• _Le consegne_
A. Stabilisci se le affermazioni seguenti concordano con il brano sul festival Drodesera: (i) la XXXVIII edizione si è conclusa il 28 luglio; (ii) il festival era suddiviso in tre sezioni; (iii) il festival si è chiuso con una serata in linea con la programmazione abituale. Per ciascuna rispondi sì o no e riporta tra virgolette le parole del brano che lo decidono.
B. Rispondi alle domande seguenti sul brano sul festival Drodesera.
(i) Qual è il titolo della XXXVIII edizione del festival?
(ii) A che cosa è dedicato il “LIVE WORKS Performance Act Awards”?
(iii) Di quale edizione il festival è il sequel?

#### Brano

Teatro. Il gran finale del festival Drodesera

Una serie di considerazioni finali sul festival Drodesera, la cui 38esima edizione ha chiuso i battenti lo scorso luglio alla Centrale Fies.

Si è conclusa il 28 luglio Supercontinent², la XXXVIII edizione del festival Drodesera di Centrale Fies a Dro, compimento di un programma variegato che ha visto la direzione artistica e i curatori proporre una selezione di lavori intorno alla complessa e caleidoscopica visione della contemporaneità attraverso i segni della performance e delle arti visive.
Sequel dell’edizione 2017, il festival, suddiviso in due sezioni – il “LIVE WORKS Performance Act Awards”, dedicato alla performance art, e la “tradizionale” selezione di lavori di natura più propriamente spettacolare ‒, ha fornito, attraverso un articolato programma, una mappa per navigare e orientarsi fra codici, segni e traiettorie del nostro supercontinente. Ha invitato la comunità di visitatori a fluttuare tra onde esotiche, pratiche nomadiche, visioni ora abbacinanti ora opache, alla scoperta del complesso ecosistema che abitiamo nell’era dell’Antropocene.
Lontano dalla regolarità della programmazione nel performativo, Drodesera ha chiuso con una serata di eccezione: un richiamo alla notte e al buio profondo, un invito a sguardi minoritari, tra cui quelli dell’infanzia, un’accensione di codici coreografici e linguistici ambigui, difficilmente addomesticabili.

########
#### Dati forniti

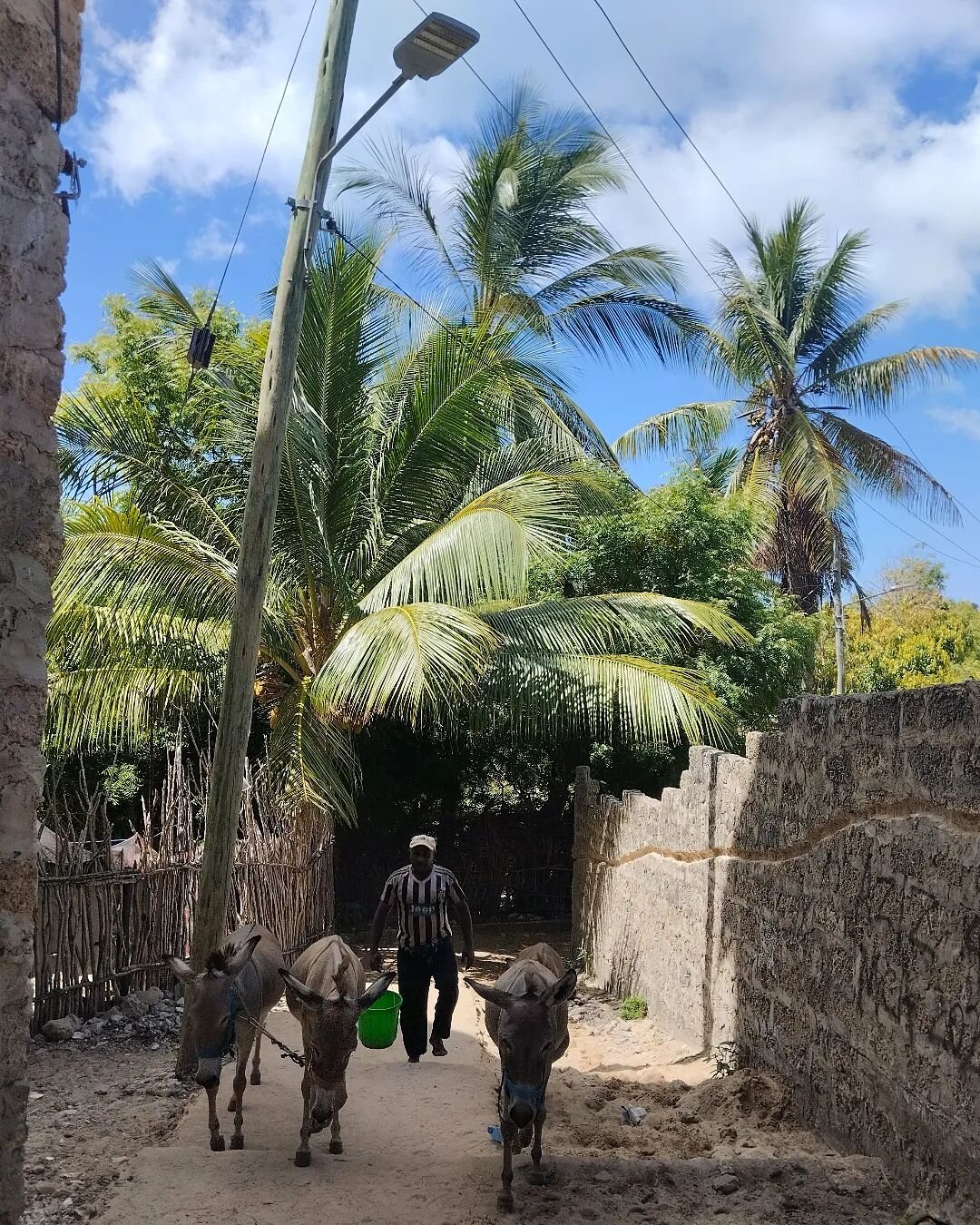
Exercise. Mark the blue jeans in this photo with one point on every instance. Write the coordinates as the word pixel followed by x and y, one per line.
pixel 416 969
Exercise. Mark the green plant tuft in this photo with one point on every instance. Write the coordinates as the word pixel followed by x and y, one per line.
pixel 633 1008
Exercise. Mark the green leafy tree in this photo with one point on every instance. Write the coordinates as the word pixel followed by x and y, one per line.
pixel 686 541
pixel 516 242
pixel 789 346
pixel 914 637
pixel 423 476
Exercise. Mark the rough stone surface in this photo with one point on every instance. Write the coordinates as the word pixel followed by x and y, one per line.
pixel 34 237
pixel 818 906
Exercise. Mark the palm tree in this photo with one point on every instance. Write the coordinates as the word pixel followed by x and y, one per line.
pixel 408 517
pixel 514 240
pixel 789 345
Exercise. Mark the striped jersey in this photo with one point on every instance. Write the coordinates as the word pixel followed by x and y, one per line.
pixel 423 916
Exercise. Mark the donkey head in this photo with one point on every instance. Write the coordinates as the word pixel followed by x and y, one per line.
pixel 329 1038
pixel 527 1036
pixel 212 1004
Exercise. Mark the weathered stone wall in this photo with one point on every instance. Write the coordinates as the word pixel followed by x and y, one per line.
pixel 818 903
pixel 34 237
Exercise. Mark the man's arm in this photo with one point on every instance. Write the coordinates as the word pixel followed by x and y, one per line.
pixel 377 931
pixel 461 906
pixel 466 923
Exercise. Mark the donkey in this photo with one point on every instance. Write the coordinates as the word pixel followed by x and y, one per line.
pixel 240 982
pixel 527 1018
pixel 326 994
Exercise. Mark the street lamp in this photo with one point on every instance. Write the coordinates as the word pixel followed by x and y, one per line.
pixel 434 44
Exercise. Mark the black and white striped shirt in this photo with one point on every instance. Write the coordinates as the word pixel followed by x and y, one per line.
pixel 423 917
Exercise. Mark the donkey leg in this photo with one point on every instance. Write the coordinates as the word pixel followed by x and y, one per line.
pixel 303 1152
pixel 238 1140
pixel 505 1200
pixel 217 1140
pixel 535 1175
pixel 256 1077
pixel 336 1143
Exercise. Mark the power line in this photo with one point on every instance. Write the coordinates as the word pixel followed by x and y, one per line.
pixel 618 147
pixel 251 190
pixel 261 161
pixel 925 544
pixel 507 111
pixel 919 459
pixel 661 98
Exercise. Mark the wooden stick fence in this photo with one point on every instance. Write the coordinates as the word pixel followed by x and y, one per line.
pixel 102 931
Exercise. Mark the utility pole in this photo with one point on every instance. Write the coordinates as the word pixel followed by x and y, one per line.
pixel 234 724
pixel 838 615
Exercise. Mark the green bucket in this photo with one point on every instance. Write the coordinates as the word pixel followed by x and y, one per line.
pixel 378 1024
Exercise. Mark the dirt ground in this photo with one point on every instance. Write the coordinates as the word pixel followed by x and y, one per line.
pixel 114 1138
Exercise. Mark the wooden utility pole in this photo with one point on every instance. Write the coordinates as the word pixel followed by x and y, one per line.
pixel 234 724
pixel 838 615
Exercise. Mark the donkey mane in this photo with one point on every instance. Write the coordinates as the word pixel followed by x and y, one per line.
pixel 217 962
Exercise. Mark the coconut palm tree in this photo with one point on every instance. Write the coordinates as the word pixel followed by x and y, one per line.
pixel 789 346
pixel 514 239
pixel 422 476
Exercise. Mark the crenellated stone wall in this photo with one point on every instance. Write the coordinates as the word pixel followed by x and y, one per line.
pixel 34 239
pixel 818 903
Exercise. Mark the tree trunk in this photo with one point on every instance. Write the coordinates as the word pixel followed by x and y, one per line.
pixel 230 744
pixel 34 239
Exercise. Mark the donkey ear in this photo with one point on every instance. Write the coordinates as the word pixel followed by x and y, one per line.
pixel 299 989
pixel 181 968
pixel 492 995
pixel 560 991
pixel 375 991
pixel 241 956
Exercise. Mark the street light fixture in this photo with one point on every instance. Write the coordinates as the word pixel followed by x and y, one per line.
pixel 435 44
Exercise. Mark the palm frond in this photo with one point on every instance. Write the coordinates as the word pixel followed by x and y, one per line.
pixel 408 662
pixel 695 427
pixel 875 385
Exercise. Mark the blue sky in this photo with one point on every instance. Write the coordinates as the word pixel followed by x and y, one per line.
pixel 872 111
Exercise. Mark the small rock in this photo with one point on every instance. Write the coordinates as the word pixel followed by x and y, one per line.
pixel 62 1029
pixel 132 1006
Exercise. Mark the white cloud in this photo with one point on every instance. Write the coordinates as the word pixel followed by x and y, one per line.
pixel 958 420
pixel 213 241
pixel 810 105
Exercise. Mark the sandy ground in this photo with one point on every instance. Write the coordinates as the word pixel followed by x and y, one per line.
pixel 416 1147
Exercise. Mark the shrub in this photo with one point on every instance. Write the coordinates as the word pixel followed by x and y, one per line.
pixel 633 1008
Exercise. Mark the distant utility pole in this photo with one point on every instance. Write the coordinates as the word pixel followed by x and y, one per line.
pixel 838 615
pixel 230 744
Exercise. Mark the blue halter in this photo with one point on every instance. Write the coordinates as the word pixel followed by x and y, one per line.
pixel 218 1053
pixel 524 1092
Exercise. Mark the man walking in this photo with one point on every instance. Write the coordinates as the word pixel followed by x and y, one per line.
pixel 423 892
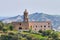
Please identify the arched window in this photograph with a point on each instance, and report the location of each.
(20, 28)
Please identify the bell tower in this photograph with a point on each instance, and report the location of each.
(25, 16)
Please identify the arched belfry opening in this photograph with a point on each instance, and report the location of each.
(25, 15)
(20, 28)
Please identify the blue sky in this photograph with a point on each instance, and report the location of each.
(10, 8)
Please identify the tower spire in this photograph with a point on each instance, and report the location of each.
(25, 15)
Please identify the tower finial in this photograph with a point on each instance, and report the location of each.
(25, 11)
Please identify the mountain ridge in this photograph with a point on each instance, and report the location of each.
(55, 19)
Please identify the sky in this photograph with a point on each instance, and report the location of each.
(9, 8)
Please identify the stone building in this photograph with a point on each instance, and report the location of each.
(34, 25)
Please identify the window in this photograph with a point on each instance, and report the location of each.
(20, 23)
(36, 26)
(48, 26)
(20, 28)
(48, 23)
(41, 26)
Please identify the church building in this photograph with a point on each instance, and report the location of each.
(34, 25)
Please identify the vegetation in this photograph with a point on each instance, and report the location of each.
(8, 33)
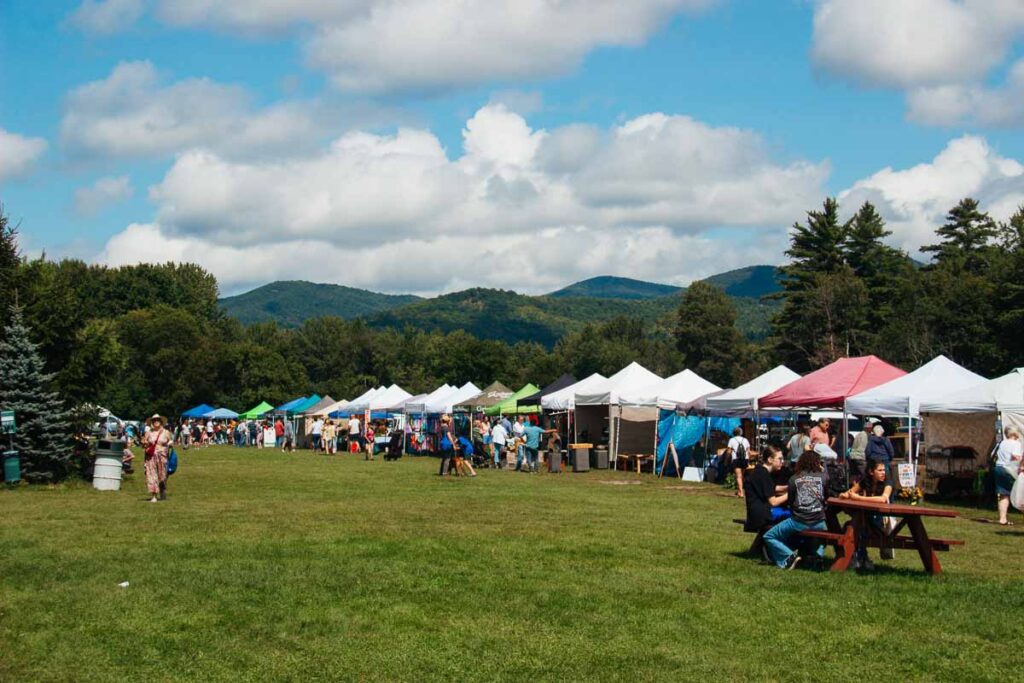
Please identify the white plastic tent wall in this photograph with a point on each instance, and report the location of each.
(564, 399)
(902, 396)
(420, 407)
(631, 378)
(444, 403)
(743, 399)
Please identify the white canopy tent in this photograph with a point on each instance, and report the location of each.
(420, 407)
(969, 417)
(742, 400)
(598, 406)
(680, 388)
(902, 396)
(444, 403)
(564, 399)
(388, 397)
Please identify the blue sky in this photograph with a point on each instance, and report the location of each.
(495, 143)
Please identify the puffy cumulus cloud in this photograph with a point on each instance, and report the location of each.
(105, 191)
(134, 113)
(18, 154)
(939, 51)
(381, 46)
(105, 16)
(532, 262)
(914, 201)
(395, 213)
(960, 103)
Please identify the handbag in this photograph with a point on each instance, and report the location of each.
(1017, 493)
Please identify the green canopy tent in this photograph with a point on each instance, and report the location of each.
(254, 413)
(510, 406)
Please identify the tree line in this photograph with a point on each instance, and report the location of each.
(153, 338)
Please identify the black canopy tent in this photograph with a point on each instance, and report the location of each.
(560, 383)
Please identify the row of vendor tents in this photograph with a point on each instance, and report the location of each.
(635, 407)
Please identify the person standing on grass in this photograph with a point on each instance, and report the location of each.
(807, 493)
(158, 446)
(740, 449)
(1008, 466)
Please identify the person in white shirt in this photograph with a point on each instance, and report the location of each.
(354, 435)
(1008, 466)
(498, 437)
(316, 431)
(740, 450)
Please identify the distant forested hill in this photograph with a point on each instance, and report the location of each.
(505, 314)
(290, 303)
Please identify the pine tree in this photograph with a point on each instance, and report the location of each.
(43, 437)
(967, 238)
(816, 249)
(707, 334)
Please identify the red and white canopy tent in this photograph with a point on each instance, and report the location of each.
(828, 387)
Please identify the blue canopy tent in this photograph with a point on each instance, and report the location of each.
(221, 414)
(684, 431)
(198, 412)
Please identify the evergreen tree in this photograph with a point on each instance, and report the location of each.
(816, 249)
(877, 264)
(707, 334)
(966, 239)
(43, 433)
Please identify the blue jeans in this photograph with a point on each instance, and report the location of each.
(777, 538)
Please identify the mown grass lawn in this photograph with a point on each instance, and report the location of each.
(266, 566)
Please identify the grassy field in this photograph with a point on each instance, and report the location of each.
(266, 566)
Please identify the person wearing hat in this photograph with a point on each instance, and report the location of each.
(158, 445)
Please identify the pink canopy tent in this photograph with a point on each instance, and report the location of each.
(832, 385)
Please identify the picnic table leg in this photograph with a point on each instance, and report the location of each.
(928, 556)
(845, 549)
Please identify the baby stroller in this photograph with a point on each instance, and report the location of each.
(394, 444)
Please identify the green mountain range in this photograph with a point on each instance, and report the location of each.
(292, 302)
(505, 314)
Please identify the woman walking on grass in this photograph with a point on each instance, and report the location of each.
(158, 445)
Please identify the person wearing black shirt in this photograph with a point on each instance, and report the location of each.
(807, 492)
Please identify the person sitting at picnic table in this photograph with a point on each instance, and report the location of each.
(763, 496)
(807, 493)
(880, 449)
(875, 487)
(1008, 465)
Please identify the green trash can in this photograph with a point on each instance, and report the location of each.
(11, 467)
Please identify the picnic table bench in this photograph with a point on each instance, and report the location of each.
(859, 532)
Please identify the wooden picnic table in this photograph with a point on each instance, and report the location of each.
(860, 534)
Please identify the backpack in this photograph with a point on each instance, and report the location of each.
(839, 481)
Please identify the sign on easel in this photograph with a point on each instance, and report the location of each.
(907, 475)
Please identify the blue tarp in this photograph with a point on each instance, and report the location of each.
(197, 412)
(684, 431)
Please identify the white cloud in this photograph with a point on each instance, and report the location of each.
(380, 46)
(952, 104)
(105, 16)
(914, 201)
(939, 51)
(105, 191)
(639, 199)
(18, 154)
(133, 113)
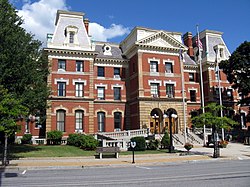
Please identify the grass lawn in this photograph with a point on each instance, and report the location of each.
(24, 151)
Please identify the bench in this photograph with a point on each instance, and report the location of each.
(102, 150)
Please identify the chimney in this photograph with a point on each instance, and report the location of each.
(86, 23)
(187, 38)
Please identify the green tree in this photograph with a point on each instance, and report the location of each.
(23, 68)
(211, 118)
(10, 110)
(237, 69)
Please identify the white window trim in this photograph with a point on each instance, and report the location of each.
(193, 89)
(79, 81)
(61, 80)
(169, 82)
(101, 85)
(168, 61)
(155, 81)
(116, 86)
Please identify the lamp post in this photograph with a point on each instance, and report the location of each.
(155, 117)
(170, 114)
(216, 143)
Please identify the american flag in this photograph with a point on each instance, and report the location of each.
(198, 43)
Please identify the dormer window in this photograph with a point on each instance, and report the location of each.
(62, 64)
(70, 33)
(71, 37)
(106, 50)
(219, 52)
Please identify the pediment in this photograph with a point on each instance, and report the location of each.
(161, 39)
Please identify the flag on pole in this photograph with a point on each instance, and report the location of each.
(198, 43)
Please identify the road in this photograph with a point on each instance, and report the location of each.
(194, 173)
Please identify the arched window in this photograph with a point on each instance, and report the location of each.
(60, 120)
(117, 120)
(79, 114)
(101, 121)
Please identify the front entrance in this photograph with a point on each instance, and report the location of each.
(159, 124)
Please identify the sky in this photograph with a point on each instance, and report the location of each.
(112, 20)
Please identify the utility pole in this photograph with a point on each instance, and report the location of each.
(201, 82)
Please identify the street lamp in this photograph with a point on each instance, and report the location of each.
(170, 113)
(155, 117)
(216, 142)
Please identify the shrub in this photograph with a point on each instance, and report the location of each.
(86, 142)
(188, 146)
(165, 141)
(74, 139)
(54, 137)
(153, 144)
(26, 139)
(140, 143)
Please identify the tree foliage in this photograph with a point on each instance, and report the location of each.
(10, 110)
(237, 69)
(23, 69)
(211, 119)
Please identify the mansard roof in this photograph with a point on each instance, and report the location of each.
(187, 60)
(115, 51)
(161, 39)
(209, 39)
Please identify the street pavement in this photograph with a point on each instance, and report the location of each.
(233, 151)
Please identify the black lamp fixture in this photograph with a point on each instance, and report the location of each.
(170, 113)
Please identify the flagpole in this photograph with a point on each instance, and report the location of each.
(183, 96)
(201, 83)
(219, 86)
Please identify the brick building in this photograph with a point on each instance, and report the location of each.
(106, 87)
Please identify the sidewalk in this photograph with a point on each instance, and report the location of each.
(233, 151)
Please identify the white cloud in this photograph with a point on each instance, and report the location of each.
(100, 33)
(39, 19)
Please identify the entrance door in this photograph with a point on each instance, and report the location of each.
(174, 125)
(155, 126)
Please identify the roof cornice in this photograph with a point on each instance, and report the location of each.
(70, 52)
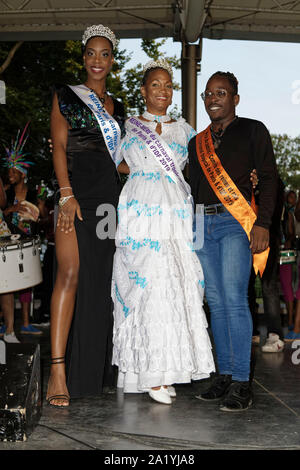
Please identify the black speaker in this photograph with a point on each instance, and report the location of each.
(20, 392)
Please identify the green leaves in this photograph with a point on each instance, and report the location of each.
(287, 153)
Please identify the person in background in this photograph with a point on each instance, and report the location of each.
(286, 269)
(17, 214)
(7, 301)
(294, 332)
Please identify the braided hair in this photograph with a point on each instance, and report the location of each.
(231, 79)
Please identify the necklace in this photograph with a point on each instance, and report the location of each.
(217, 135)
(153, 117)
(101, 99)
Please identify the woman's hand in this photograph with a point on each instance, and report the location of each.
(254, 178)
(15, 208)
(67, 214)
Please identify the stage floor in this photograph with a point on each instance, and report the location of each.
(115, 421)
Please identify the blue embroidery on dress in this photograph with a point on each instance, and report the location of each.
(181, 150)
(169, 179)
(192, 134)
(149, 176)
(136, 245)
(129, 142)
(141, 209)
(138, 280)
(125, 309)
(182, 213)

########

• _Elenco risposte_
A.
(i) Sì: «Si è conclusa il 28 luglio Supercontinent², la XXXVIII edizione del festival Drodesera»
(ii) No: «suddiviso in due sezioni»
(iii) No: «Lontano dalla regolarità della programmazione nel performativo, Drodesera ha chiuso con una serata di eccezione»

B.
(i) Supercontinent²
(ii) Alla performance art
(iii) Dell’edizione 2017